A la edad de 12 años, vi en una revista de
actualidad una linda mesita acompañada de las instrucciones para su hechura.
Inmediatamente llame a mi padre y le dije que deseaba realizarla.
Haciendo eco a mi propuesta mi padre contactó
a un maestro de obra, él supuestamente me enseñaría a realizar esa mesita. Una
tarde mi madre me llevó al lugar de trabajo, era un barrio a las afueras de la
ciudad. Allí fui depositado y como cualquier saco, arrastrado a un taller
oscuro. Cual sería mi sorpresa al ver allí objetos tan mágicos como prensas,
garlopas, taladros, martillos, formones. Además había cinco o seis
trabajadores, que entre saludos murmuraban: “cuidado con él, es el hijo del
patrón”.
Yo bien pequeño e inexperto, pero con ciertas
agallas, le dije al maestro para poner las reglas en su sitio desde un
principio: “bueno qué necesito para hacer mi mesita”. Él se rió, y me
respondió: “Mira muchacho, para que aprendas, primero tienes que trabajar en
otras cositas” Además del detestable diminu-tivo ese día aprendería lo que para
algunos es el trabajo: “un lugar donde uno hace lo que NO le gusta”.
Con las agallas ente las piernas y medio
bisoño me puse a su disposición, me dieron una lija de agua y algunas láminas
de madera. Debía lijarlas hasta que “el patrón” considerara que ya estaban
bien. Toda la tarde realicé la misma labor, lije y lije y en esas largas horas
sudé, trabajé y por ningún lugar vi la bendita mesa. No volví nunca más a ese
lugar, a mi padre le respondí que no estaba viendo mi mesita por ningún lado.

#### CONSIGNA 1
Copia de nuevo solo las líneas de los registros que van desde la que contiene "Where can you spot the white downspout" hasta el final de los registros, ambas incluidas y con las solicitudes. En las respuestas, multiplica cada coordenada por 0,6 y redondéala a un número entero, con las mitades hacia arriba.
El texto y los registros son materiales independientes entre sí.

#### REGISTROS PROPORCIONADOS
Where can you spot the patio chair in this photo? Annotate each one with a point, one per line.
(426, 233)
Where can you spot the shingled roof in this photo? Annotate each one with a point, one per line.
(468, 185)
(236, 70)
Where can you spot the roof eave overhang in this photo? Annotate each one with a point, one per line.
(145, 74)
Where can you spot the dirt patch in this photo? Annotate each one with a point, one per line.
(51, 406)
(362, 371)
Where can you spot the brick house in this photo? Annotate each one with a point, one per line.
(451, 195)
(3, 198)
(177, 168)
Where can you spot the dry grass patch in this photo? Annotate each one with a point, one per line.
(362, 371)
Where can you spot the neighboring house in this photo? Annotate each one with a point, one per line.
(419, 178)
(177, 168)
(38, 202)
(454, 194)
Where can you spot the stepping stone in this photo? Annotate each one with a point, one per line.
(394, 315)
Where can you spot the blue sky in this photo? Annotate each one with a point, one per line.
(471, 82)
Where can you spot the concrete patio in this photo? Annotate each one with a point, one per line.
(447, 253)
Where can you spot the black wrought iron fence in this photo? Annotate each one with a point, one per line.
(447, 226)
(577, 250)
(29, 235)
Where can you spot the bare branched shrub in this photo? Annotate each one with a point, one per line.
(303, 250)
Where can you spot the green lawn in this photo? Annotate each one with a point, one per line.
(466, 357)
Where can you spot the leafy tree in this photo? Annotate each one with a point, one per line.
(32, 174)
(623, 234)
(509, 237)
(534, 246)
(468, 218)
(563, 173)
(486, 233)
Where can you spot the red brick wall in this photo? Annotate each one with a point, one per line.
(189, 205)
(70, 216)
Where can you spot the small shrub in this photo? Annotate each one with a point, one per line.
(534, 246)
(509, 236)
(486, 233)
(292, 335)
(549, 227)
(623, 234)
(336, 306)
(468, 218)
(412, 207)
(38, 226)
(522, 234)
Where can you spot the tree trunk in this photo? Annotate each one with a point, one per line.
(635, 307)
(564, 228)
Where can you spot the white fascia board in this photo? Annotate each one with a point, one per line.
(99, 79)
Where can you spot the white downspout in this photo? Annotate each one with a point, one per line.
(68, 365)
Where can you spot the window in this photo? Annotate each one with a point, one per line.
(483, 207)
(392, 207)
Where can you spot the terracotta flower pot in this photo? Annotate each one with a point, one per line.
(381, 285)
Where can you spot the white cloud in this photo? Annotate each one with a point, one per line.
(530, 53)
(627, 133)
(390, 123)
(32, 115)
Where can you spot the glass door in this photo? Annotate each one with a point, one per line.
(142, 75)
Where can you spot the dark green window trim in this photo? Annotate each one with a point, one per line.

#### CONSIGNA 2
Según el relato sobre la mesita, ¿a qué edad vio la mesita en la revista?

#### SOLUCIÓN 1
Where can you spot the white downspout in this photo? Annotate each one with a point, one per line.
(41, 219)
Where can you spot the window in this photo? Annotate each one with a point, one per line.
(290, 124)
(235, 124)
Where can you spot the terracotta flower pot in this photo? Annotate each one with a point, one per line.
(229, 171)
Where can you spot the white cloud in this photo? Annotate each one with a point, one per line.
(318, 32)
(376, 80)
(234, 74)
(19, 69)
Where can you spot the glass door in this photo? Annotate each one with a point, one per line.
(85, 45)
Where can you spot the dark green window trim in this photo? Annotate each one with a point, one per line.

#### SOLUCIÓN 2
A los 12 años.